▶ _WHAT TO DO_
Can you repeat every one of the lines below word for word, changing nothing?

── PROVIDED MATERIAL

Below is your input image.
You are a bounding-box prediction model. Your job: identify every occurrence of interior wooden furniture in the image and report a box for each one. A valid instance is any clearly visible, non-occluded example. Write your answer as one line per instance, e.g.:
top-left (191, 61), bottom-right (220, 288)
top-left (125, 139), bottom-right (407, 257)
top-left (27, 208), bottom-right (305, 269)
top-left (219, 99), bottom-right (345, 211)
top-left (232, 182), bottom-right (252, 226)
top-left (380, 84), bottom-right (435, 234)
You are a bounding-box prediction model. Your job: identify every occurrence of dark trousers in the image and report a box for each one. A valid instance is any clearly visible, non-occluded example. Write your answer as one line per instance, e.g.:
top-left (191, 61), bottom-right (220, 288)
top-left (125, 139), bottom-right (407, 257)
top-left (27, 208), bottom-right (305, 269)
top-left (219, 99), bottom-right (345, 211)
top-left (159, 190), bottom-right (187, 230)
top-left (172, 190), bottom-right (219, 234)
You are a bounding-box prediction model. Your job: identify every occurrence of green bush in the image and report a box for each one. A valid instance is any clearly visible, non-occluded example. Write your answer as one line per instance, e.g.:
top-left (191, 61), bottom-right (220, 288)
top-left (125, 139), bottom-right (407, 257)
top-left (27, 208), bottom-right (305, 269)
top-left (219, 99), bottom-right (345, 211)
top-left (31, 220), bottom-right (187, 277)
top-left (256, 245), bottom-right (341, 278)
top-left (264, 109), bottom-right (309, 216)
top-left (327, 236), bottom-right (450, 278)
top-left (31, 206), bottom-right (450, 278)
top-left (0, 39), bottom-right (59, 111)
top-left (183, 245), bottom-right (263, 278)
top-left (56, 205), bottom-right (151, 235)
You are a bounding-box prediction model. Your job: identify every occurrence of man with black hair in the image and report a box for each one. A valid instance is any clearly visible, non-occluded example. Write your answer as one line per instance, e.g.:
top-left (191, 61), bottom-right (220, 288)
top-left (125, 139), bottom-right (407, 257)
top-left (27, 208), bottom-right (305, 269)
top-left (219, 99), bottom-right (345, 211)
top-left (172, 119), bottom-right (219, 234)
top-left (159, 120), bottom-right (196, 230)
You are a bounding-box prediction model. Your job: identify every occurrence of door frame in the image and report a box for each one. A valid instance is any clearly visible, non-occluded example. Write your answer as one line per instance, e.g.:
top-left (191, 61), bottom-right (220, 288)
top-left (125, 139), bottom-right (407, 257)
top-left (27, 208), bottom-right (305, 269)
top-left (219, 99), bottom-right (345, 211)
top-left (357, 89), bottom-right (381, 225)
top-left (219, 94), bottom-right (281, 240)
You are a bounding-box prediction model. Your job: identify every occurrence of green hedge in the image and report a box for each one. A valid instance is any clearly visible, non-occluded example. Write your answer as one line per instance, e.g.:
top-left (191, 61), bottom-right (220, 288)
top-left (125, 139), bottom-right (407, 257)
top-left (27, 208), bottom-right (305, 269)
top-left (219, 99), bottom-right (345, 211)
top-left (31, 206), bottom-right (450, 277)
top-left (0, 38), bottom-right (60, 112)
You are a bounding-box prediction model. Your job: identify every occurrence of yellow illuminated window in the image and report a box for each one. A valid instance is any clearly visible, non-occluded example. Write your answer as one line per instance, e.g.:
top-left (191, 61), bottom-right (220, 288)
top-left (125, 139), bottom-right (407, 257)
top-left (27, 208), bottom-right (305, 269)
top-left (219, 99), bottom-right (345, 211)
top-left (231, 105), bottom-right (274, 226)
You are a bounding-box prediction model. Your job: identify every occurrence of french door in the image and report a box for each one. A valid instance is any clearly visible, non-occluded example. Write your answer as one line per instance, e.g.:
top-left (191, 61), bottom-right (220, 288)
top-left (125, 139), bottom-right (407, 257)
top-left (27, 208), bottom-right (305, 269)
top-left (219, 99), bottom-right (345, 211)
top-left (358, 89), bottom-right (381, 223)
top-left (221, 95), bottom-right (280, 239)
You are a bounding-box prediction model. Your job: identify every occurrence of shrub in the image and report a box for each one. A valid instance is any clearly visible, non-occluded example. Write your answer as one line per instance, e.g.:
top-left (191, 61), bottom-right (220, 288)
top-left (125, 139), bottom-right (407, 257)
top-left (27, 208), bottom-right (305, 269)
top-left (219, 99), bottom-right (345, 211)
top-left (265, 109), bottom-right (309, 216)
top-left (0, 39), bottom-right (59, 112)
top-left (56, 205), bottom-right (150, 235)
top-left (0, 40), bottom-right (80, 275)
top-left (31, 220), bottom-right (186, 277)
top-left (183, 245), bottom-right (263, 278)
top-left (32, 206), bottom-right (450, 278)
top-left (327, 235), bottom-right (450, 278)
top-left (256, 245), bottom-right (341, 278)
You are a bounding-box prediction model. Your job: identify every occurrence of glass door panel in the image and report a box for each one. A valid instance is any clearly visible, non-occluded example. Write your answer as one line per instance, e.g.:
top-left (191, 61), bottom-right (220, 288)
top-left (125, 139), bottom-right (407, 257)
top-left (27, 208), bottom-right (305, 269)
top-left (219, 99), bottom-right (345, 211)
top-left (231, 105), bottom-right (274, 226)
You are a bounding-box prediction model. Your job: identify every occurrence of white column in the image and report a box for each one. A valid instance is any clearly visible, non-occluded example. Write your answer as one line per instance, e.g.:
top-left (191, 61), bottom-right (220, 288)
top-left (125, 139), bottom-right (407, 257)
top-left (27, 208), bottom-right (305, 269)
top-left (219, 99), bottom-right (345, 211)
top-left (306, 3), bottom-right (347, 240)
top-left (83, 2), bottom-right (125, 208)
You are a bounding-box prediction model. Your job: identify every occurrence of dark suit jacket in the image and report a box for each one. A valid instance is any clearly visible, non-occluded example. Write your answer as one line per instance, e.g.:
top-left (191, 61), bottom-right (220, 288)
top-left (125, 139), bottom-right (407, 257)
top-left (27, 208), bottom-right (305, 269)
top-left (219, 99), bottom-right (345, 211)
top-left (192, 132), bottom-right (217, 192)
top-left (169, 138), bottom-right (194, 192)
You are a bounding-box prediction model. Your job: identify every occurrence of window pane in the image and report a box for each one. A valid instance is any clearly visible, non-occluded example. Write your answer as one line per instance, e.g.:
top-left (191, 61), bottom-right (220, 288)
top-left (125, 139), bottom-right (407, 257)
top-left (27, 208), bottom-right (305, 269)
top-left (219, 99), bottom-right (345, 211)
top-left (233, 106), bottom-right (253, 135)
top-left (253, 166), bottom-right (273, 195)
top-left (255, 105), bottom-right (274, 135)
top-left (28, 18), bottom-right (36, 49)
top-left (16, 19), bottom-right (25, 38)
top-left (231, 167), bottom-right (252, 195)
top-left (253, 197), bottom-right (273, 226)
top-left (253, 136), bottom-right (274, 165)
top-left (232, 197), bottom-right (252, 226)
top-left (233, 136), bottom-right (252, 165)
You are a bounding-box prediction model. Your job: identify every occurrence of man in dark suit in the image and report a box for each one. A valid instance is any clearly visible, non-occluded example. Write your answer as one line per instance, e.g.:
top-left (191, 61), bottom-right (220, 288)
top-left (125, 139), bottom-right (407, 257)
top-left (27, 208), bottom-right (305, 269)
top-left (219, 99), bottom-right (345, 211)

────

▶ _SOLUTION TO THE PROBLEM_
Below is your input image.
You are a bounding-box prediction model. Your job: identify every occurrence of interior wooden furniture in the image and report a box for each one. A valid instance is any clearly visible, non-occluded example. Write your answer as one line per instance, e.g.:
top-left (191, 61), bottom-right (220, 288)
top-left (125, 139), bottom-right (407, 257)
top-left (27, 208), bottom-right (305, 269)
top-left (219, 99), bottom-right (345, 211)
top-left (232, 182), bottom-right (252, 226)
top-left (380, 84), bottom-right (435, 234)
You are a bounding-box prediction model. Your job: identify every occurrence of dark trousers in the image and report a box for each one. A valid instance is any clearly visible, non-occluded example. Write your answer as one line per instance, e.g.:
top-left (191, 61), bottom-right (220, 288)
top-left (125, 139), bottom-right (407, 257)
top-left (27, 208), bottom-right (305, 269)
top-left (219, 99), bottom-right (345, 211)
top-left (159, 190), bottom-right (187, 230)
top-left (172, 190), bottom-right (219, 234)
You are a bounding-box prediction model. Your job: identify every occurrence of green bush in the image and report a box for each one. A valid instance is any clearly visible, non-occluded example. Write your answer as one line per instance, e.g.:
top-left (191, 61), bottom-right (220, 288)
top-left (125, 139), bottom-right (407, 257)
top-left (27, 208), bottom-right (305, 269)
top-left (219, 99), bottom-right (345, 211)
top-left (31, 220), bottom-right (187, 277)
top-left (256, 245), bottom-right (341, 278)
top-left (264, 109), bottom-right (309, 216)
top-left (327, 236), bottom-right (450, 278)
top-left (31, 206), bottom-right (450, 278)
top-left (0, 39), bottom-right (59, 111)
top-left (183, 245), bottom-right (263, 278)
top-left (56, 205), bottom-right (151, 235)
You are a bounding-box prediction model. Your job: identify every occurrence of man with black hair in the image and report a box for each one. A valid instance is any clearly visible, non-occluded example. Write your answer as one line per instance, e.g.:
top-left (191, 61), bottom-right (220, 288)
top-left (125, 139), bottom-right (407, 257)
top-left (27, 208), bottom-right (305, 269)
top-left (219, 99), bottom-right (345, 211)
top-left (172, 119), bottom-right (219, 234)
top-left (159, 120), bottom-right (196, 230)
You are a bounding-box prediction model. Your job: identify every occurrence of door frame in the image and report a box for each one. A valid instance is any clearly visible, non-occluded example. Write your answer as one line per instance, e.g.:
top-left (191, 61), bottom-right (220, 288)
top-left (125, 139), bottom-right (407, 257)
top-left (27, 208), bottom-right (305, 269)
top-left (219, 99), bottom-right (345, 211)
top-left (357, 89), bottom-right (381, 225)
top-left (219, 94), bottom-right (281, 240)
You are a bounding-box prediction model. Your job: identify every occurrence of green hedge in the image and report a box for each one. A valid instance is any clearly visible, non-occluded example. Write your answer as one line per instance, e.g.:
top-left (191, 61), bottom-right (220, 288)
top-left (125, 139), bottom-right (407, 257)
top-left (27, 208), bottom-right (305, 269)
top-left (219, 99), bottom-right (345, 211)
top-left (31, 206), bottom-right (450, 277)
top-left (0, 38), bottom-right (60, 112)
You are a bounding-box prediction model. Your job: identify every occurrence of yellow illuminated window in the image and report a box for each one. A valid instance is any clearly visible, non-occluded example. Write your answer as one line per instance, e.g.:
top-left (191, 61), bottom-right (220, 288)
top-left (125, 139), bottom-right (407, 257)
top-left (27, 208), bottom-right (305, 269)
top-left (219, 99), bottom-right (345, 211)
top-left (231, 105), bottom-right (274, 226)
You are a bounding-box prediction model. Your job: identify every occurrence of french door in the image and report a box for each one. A valid instance is any clearly visible, non-occluded example. Write your answer as one line per instance, e.g.:
top-left (191, 61), bottom-right (220, 288)
top-left (125, 139), bottom-right (407, 257)
top-left (27, 208), bottom-right (305, 269)
top-left (219, 99), bottom-right (345, 211)
top-left (358, 89), bottom-right (381, 223)
top-left (221, 95), bottom-right (280, 239)
You are a bounding-box prediction model. Your job: identify every occurrence of shrub in the image and report a box for each one. A valid instance is any clearly visible, non-occluded example. Write your answer as one line per instance, e.g.:
top-left (191, 61), bottom-right (220, 288)
top-left (125, 139), bottom-right (407, 257)
top-left (27, 208), bottom-right (305, 269)
top-left (219, 99), bottom-right (345, 211)
top-left (265, 109), bottom-right (309, 216)
top-left (0, 39), bottom-right (59, 112)
top-left (56, 205), bottom-right (150, 235)
top-left (0, 40), bottom-right (80, 275)
top-left (31, 220), bottom-right (186, 277)
top-left (183, 245), bottom-right (263, 278)
top-left (32, 206), bottom-right (450, 278)
top-left (327, 235), bottom-right (450, 278)
top-left (256, 245), bottom-right (341, 278)
You are a bounding-box prediction model. Your job: identify every occurrence of glass door panel in the image and report a box for each one. A valid instance is any clearly visible, non-occluded example. Write your answer as one line per instance, e.g.:
top-left (191, 61), bottom-right (220, 288)
top-left (125, 139), bottom-right (407, 257)
top-left (27, 208), bottom-right (305, 269)
top-left (219, 99), bottom-right (345, 211)
top-left (231, 105), bottom-right (274, 226)
You are a bounding-box prediction model. Your job: identify every occurrence of white column in the image and report a box for each one. A valid instance is any clearly visible, non-occluded example. Write your answer as one line per instance, e.g.:
top-left (191, 61), bottom-right (220, 288)
top-left (125, 139), bottom-right (407, 257)
top-left (27, 208), bottom-right (305, 269)
top-left (219, 99), bottom-right (345, 211)
top-left (306, 3), bottom-right (347, 240)
top-left (83, 2), bottom-right (125, 208)
You are a bounding-box prediction model. Your job: identify every occurrence of dark suit jacket in the image and report a box for each one. A valid instance is any clearly visible, non-occluded example. Write your answer as one line per instance, e.g.:
top-left (191, 61), bottom-right (220, 288)
top-left (125, 139), bottom-right (407, 257)
top-left (27, 208), bottom-right (305, 269)
top-left (219, 99), bottom-right (345, 211)
top-left (192, 132), bottom-right (217, 192)
top-left (169, 138), bottom-right (194, 192)
You are a bounding-box prediction model. Your job: identify every occurrence of window pane in the image and report a box for each one. A valid instance is any clearly visible, non-occluded example. Write your answer as one line per instance, e.g.:
top-left (191, 61), bottom-right (220, 288)
top-left (125, 139), bottom-right (407, 257)
top-left (27, 208), bottom-right (305, 269)
top-left (219, 99), bottom-right (345, 211)
top-left (233, 106), bottom-right (253, 135)
top-left (253, 166), bottom-right (273, 195)
top-left (255, 105), bottom-right (274, 135)
top-left (28, 18), bottom-right (36, 49)
top-left (16, 19), bottom-right (25, 38)
top-left (231, 167), bottom-right (252, 195)
top-left (253, 197), bottom-right (273, 226)
top-left (253, 136), bottom-right (274, 165)
top-left (232, 197), bottom-right (252, 226)
top-left (233, 136), bottom-right (252, 165)
You are a bounding-box prediction model. Your job: identify every occurrence of man in dark suit in the image and report a box for each one. A valid instance is any clearly visible, non-occluded example. Write your answer as one line per instance, e.g.:
top-left (191, 61), bottom-right (220, 288)
top-left (125, 139), bottom-right (407, 257)
top-left (27, 208), bottom-right (305, 269)
top-left (219, 99), bottom-right (345, 211)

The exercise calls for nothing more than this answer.